Required task: Reproduce exactly the lines from the one containing "Pin a point on every instance of the light switch" through the last line of the data, both ends included.
# Dataset records start
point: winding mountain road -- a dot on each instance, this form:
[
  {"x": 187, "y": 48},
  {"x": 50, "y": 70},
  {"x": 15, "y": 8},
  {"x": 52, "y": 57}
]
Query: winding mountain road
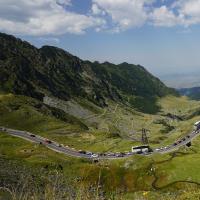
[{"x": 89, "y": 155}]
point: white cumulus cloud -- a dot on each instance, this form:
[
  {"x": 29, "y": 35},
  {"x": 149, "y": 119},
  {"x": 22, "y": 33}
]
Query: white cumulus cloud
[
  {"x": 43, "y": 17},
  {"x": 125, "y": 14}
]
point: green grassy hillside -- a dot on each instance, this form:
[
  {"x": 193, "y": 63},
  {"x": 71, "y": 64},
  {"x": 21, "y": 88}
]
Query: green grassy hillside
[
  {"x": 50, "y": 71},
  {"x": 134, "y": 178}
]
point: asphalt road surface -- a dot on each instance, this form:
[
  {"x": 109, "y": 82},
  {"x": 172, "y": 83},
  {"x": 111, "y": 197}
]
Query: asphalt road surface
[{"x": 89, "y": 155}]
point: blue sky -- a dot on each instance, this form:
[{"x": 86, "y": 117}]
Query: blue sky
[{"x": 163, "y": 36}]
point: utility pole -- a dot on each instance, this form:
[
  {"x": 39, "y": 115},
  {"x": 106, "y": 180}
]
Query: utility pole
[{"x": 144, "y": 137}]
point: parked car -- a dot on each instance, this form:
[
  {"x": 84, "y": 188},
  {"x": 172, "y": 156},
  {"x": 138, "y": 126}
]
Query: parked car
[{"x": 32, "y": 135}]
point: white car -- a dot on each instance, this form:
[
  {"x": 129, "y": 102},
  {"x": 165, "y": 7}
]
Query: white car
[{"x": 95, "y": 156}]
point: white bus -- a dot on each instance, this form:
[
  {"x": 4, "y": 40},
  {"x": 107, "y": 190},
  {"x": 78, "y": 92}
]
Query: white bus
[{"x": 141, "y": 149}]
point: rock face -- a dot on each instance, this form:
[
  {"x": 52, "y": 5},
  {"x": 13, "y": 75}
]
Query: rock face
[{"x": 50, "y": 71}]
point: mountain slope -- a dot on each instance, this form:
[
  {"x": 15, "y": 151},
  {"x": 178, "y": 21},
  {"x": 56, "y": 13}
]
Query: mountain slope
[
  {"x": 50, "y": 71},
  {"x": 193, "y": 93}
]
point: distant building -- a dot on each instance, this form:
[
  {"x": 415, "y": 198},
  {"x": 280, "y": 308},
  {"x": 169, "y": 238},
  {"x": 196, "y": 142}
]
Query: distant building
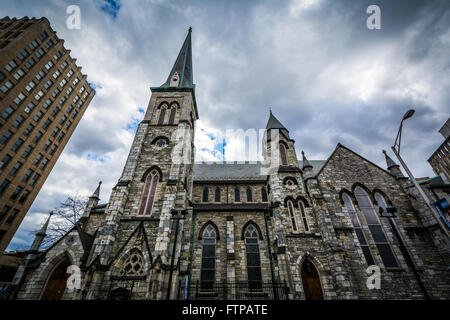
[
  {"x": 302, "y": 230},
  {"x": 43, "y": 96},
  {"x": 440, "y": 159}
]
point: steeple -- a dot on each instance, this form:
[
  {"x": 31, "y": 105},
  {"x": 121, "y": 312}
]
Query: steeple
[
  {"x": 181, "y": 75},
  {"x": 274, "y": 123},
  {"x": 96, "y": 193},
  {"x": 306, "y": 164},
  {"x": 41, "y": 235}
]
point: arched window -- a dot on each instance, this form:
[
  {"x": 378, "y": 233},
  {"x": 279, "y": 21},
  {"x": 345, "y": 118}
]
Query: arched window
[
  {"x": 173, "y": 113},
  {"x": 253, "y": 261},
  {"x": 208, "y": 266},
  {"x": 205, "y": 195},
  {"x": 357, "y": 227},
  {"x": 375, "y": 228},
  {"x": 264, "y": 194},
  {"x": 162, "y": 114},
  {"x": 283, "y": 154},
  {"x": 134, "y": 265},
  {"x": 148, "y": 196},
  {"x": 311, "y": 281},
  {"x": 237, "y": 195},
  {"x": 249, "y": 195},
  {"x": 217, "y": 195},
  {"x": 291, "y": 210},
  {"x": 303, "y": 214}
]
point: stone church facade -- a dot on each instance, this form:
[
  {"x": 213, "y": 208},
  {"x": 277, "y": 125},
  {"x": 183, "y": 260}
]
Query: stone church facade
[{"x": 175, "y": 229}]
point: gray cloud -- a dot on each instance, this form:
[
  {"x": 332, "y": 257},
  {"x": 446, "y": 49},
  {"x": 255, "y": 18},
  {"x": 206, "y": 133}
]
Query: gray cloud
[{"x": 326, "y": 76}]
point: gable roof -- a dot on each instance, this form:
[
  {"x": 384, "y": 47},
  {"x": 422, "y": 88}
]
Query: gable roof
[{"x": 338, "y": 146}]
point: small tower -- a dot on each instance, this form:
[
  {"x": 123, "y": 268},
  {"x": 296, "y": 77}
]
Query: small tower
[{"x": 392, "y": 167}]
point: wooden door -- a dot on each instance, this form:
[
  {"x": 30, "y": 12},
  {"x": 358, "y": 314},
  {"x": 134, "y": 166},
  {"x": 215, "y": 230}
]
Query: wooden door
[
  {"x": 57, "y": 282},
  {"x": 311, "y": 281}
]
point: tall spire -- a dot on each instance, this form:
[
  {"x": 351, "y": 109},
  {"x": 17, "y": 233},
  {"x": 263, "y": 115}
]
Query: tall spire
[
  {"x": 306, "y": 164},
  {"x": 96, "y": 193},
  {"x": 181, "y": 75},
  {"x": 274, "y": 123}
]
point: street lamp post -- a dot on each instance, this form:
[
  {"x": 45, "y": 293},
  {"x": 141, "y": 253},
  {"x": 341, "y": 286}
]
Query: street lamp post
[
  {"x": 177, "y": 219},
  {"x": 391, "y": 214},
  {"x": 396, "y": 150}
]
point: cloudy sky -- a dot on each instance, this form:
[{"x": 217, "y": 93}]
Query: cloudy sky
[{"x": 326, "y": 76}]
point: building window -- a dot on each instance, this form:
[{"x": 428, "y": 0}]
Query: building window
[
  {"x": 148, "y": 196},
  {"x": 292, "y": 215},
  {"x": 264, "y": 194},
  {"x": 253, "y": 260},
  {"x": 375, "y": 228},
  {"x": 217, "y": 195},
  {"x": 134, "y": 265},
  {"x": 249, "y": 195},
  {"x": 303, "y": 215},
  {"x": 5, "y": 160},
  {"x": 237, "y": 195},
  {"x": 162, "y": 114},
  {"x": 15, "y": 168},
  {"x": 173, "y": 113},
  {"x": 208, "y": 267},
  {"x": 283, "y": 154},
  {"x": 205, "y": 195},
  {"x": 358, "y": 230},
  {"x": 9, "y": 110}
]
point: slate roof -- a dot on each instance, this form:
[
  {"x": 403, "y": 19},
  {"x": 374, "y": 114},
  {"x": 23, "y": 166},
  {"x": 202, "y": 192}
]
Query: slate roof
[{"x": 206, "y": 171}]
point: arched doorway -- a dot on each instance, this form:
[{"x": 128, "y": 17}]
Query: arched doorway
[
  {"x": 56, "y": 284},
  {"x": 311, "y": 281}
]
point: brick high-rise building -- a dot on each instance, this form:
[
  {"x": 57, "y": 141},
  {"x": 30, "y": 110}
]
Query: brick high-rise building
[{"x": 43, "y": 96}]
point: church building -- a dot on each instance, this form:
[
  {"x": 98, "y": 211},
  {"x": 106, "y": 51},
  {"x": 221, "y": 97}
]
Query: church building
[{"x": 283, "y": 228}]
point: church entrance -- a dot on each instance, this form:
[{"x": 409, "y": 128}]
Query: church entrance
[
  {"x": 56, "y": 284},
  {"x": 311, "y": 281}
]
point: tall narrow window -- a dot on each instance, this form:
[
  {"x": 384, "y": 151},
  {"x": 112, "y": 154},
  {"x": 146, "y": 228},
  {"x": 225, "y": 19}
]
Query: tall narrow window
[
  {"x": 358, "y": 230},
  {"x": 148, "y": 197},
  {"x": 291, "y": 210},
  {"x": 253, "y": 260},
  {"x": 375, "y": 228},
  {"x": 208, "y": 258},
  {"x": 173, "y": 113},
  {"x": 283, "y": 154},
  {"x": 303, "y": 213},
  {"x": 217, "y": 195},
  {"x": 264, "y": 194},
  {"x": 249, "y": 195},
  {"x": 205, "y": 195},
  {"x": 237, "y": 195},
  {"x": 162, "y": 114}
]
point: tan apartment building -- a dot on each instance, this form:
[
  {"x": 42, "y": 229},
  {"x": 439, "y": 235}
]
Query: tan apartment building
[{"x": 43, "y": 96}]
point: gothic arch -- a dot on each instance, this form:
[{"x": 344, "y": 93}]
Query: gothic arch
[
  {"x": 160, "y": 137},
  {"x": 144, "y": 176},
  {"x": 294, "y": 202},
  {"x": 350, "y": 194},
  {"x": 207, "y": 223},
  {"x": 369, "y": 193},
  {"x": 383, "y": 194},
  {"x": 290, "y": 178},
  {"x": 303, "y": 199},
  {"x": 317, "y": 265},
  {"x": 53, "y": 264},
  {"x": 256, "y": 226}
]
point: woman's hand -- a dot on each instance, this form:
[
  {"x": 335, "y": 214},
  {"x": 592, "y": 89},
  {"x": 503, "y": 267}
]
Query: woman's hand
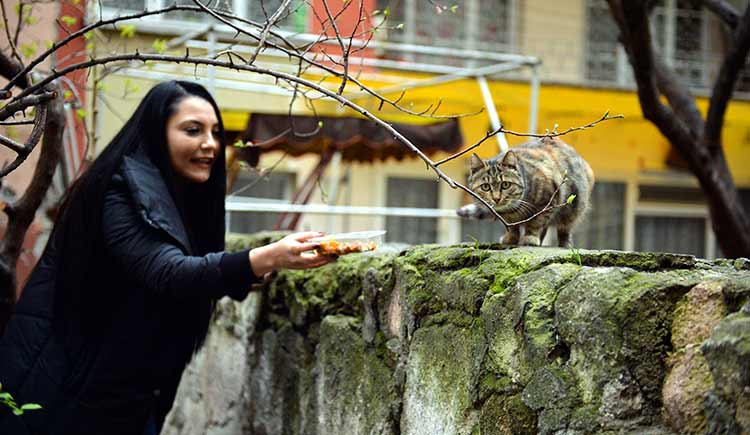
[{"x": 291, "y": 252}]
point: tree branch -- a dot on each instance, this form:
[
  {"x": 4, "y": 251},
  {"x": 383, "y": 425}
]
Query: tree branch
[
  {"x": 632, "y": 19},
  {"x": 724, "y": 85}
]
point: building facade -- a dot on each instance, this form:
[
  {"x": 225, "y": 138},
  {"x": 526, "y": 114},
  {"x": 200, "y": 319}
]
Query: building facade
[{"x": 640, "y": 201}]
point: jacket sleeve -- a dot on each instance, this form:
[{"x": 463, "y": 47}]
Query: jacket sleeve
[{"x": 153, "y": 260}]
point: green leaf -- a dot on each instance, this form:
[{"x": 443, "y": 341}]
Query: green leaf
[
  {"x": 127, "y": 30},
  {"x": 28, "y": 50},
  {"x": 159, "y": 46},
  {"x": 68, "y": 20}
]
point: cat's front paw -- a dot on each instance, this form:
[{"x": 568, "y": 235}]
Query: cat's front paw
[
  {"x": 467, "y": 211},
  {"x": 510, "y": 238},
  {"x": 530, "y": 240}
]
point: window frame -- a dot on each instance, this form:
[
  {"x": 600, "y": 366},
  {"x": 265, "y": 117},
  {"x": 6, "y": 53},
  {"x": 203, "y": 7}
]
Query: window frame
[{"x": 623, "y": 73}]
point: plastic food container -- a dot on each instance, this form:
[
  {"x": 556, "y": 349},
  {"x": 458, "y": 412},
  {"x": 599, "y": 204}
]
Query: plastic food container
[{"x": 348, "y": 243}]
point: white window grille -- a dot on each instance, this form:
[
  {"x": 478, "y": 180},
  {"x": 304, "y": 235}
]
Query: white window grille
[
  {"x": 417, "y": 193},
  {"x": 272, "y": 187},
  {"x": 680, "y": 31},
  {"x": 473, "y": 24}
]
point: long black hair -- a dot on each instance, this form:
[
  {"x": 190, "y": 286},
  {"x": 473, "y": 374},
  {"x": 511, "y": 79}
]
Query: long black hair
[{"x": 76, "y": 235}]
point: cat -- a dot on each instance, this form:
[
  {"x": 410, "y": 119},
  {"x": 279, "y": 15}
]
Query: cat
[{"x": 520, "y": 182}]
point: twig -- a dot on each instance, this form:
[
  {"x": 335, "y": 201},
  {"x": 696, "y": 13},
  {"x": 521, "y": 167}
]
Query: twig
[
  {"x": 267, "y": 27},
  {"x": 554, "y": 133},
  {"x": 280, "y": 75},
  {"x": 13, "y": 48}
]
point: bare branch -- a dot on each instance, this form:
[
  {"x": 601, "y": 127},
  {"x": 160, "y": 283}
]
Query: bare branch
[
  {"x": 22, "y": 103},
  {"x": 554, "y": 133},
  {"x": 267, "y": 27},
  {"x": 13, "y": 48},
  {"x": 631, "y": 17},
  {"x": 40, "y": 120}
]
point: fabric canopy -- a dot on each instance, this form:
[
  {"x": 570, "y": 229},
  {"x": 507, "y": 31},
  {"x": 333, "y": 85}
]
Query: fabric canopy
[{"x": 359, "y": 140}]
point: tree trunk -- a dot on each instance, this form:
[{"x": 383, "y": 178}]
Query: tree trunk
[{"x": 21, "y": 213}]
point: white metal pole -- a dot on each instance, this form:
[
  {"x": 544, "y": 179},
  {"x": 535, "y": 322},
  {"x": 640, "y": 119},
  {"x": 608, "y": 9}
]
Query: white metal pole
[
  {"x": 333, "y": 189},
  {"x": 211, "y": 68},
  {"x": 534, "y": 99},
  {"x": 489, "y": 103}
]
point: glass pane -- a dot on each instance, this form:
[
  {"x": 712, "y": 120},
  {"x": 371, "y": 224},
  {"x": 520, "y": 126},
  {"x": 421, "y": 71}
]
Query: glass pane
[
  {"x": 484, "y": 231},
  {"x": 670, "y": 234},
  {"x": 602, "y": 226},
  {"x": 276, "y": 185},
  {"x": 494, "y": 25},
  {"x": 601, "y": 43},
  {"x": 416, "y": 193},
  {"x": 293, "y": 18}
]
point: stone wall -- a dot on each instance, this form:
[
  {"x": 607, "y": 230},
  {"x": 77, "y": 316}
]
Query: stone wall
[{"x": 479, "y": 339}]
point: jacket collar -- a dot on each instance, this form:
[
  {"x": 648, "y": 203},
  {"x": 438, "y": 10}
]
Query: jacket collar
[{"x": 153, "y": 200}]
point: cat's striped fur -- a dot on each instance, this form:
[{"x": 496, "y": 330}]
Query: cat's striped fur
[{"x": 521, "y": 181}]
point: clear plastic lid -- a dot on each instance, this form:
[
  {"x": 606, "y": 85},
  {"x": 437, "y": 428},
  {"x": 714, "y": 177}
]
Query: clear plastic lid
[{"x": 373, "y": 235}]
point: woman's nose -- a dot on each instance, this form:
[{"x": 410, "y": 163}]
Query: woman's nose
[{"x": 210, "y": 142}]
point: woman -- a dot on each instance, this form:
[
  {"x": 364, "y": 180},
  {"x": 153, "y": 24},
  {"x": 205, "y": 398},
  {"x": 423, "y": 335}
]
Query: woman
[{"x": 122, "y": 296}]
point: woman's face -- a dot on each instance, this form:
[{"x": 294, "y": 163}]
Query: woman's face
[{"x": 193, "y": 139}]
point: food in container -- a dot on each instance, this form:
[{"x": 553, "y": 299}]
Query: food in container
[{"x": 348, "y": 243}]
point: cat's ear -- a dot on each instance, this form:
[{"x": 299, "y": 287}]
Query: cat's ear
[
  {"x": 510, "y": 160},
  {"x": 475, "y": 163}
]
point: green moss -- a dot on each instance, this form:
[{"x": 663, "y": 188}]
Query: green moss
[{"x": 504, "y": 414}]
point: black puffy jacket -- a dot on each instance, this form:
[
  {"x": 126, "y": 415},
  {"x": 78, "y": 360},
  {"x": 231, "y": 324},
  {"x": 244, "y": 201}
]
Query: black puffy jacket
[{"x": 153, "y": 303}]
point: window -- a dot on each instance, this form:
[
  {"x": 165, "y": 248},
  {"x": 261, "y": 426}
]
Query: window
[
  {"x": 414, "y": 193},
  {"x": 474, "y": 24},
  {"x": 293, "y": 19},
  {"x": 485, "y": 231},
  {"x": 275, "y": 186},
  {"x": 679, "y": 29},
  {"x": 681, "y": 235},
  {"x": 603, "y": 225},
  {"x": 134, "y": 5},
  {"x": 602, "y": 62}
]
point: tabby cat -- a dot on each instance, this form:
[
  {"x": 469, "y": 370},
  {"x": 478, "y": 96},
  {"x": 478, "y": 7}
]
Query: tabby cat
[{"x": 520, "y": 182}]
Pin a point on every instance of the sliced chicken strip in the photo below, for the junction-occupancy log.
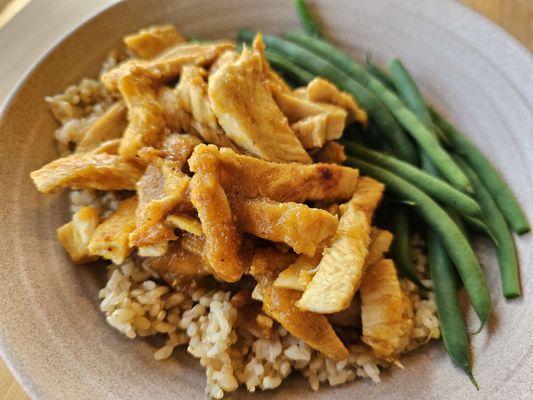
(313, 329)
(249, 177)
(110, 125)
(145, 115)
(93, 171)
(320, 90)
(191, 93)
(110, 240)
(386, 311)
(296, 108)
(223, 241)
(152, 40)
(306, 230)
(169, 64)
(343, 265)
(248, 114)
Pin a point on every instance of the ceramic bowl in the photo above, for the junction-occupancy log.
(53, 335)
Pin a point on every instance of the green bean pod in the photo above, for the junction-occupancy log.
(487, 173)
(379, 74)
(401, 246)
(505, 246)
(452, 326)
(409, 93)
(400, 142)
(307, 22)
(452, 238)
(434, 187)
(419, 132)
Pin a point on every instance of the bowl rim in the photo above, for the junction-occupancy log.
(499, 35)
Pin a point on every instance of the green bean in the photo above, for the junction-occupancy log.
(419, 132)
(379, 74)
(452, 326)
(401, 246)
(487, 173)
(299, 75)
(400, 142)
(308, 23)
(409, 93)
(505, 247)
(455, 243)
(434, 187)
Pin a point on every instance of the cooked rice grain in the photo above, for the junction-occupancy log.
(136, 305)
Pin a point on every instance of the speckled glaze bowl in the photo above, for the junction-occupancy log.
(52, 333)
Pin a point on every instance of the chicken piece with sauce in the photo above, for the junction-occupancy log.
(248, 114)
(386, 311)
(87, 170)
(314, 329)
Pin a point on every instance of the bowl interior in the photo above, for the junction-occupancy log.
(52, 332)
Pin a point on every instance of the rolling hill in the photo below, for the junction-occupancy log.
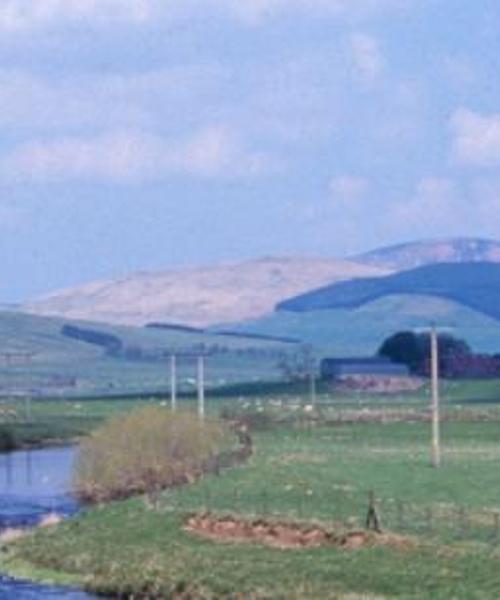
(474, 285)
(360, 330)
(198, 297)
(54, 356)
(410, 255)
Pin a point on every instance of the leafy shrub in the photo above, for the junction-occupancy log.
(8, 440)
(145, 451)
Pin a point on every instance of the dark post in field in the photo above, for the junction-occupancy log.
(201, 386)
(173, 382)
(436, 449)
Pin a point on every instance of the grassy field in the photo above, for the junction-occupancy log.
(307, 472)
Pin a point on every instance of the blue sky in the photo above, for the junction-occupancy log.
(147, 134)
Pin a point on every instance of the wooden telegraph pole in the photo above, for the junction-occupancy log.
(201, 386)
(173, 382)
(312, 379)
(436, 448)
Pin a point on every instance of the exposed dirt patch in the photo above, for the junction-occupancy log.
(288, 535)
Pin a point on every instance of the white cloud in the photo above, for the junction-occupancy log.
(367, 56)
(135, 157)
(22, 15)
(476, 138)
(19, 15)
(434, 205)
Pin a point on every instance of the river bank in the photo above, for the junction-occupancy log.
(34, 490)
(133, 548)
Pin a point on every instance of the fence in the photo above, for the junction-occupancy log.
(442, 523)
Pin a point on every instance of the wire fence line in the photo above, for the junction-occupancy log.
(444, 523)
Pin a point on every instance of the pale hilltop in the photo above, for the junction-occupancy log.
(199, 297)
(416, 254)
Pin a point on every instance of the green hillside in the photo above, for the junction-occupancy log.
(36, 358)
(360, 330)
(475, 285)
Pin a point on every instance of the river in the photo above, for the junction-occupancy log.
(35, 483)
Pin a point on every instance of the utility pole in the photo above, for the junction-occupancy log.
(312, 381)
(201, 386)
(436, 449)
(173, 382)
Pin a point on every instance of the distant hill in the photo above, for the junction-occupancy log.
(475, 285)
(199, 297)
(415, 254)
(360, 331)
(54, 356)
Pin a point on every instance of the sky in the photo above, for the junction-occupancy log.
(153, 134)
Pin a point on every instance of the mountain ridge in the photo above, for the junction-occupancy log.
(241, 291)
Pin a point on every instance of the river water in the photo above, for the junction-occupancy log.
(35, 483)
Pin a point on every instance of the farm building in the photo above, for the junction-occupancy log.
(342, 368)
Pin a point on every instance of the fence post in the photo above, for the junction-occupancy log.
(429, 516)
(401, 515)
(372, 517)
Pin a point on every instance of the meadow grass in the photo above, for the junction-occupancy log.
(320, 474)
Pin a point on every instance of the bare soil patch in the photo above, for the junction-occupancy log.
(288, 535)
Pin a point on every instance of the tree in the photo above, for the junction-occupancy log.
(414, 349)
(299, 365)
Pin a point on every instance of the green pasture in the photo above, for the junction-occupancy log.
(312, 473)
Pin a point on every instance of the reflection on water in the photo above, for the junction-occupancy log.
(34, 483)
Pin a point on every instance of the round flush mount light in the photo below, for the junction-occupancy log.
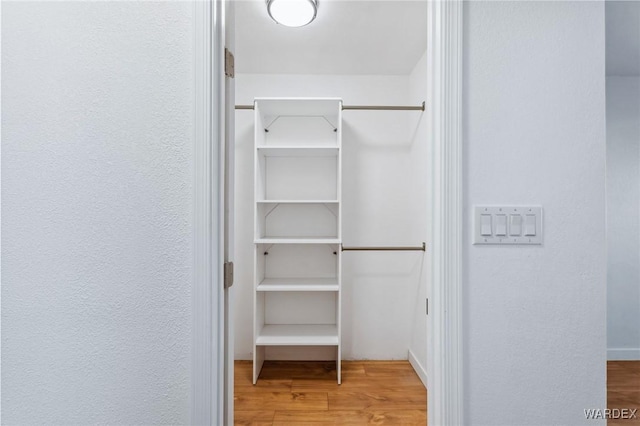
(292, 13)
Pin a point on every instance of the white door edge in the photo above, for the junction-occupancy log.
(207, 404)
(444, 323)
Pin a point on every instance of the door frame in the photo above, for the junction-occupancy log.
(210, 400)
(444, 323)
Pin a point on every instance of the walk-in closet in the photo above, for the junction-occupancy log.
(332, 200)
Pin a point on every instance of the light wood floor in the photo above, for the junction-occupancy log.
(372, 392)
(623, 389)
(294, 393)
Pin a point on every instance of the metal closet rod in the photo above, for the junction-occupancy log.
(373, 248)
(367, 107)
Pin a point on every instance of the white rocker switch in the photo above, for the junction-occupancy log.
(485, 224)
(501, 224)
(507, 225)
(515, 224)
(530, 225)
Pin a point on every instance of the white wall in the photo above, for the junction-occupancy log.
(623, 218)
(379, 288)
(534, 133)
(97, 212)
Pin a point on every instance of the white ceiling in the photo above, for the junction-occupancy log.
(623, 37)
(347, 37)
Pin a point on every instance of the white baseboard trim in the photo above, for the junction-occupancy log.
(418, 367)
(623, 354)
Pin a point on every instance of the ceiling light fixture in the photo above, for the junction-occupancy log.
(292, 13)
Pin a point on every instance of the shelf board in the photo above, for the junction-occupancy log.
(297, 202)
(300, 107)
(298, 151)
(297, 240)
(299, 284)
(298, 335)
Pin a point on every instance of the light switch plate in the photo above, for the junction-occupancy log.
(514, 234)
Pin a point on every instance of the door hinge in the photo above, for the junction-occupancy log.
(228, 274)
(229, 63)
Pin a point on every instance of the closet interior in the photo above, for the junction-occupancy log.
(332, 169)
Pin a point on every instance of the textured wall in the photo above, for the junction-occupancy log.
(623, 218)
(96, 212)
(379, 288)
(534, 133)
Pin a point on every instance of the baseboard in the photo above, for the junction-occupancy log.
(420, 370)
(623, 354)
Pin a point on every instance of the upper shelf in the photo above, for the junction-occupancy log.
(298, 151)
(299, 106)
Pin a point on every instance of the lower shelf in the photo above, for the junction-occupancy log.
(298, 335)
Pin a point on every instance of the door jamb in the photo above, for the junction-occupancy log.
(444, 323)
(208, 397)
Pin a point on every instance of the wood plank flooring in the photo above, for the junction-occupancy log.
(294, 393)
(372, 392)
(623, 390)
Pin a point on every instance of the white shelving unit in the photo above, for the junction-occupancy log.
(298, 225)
# Dataset records end
Result of the task:
Pin a point on every instance of the light switch plate in the photo above, for the junction-occupancy log.
(514, 234)
Pin a point on every instance of the door hinge in the photo above, for the junction-occupancy log.
(228, 274)
(229, 63)
Pin a point on every instance of the closet interior in the photo above, for the junction-occupancy log.
(332, 169)
Pin a point on every instance of the textured wall in the photo above, for the junction-occupancy log.
(623, 218)
(96, 212)
(379, 288)
(534, 133)
Pin a point on every instance of the baseboard in the photo above, for the junction-occupancy log.
(420, 370)
(623, 354)
Pin a point on every instance of the upper shelf in the photo above, for the junction-occupancy log.
(298, 151)
(299, 106)
Pin a point on every instance of the lower shelf in the photo above, for the junction-occupancy log.
(298, 335)
Pin a point on every instance of the door jamb in the photo above, for the junction-occupancy log.
(444, 323)
(208, 397)
Pin a point on every instance of the wood plank flooring in the photo above, for the junction-occupancy log.
(294, 393)
(372, 392)
(623, 390)
Pin a point on every instance of the white shelving unit in the photo above, for the junction-occupancy log.
(298, 225)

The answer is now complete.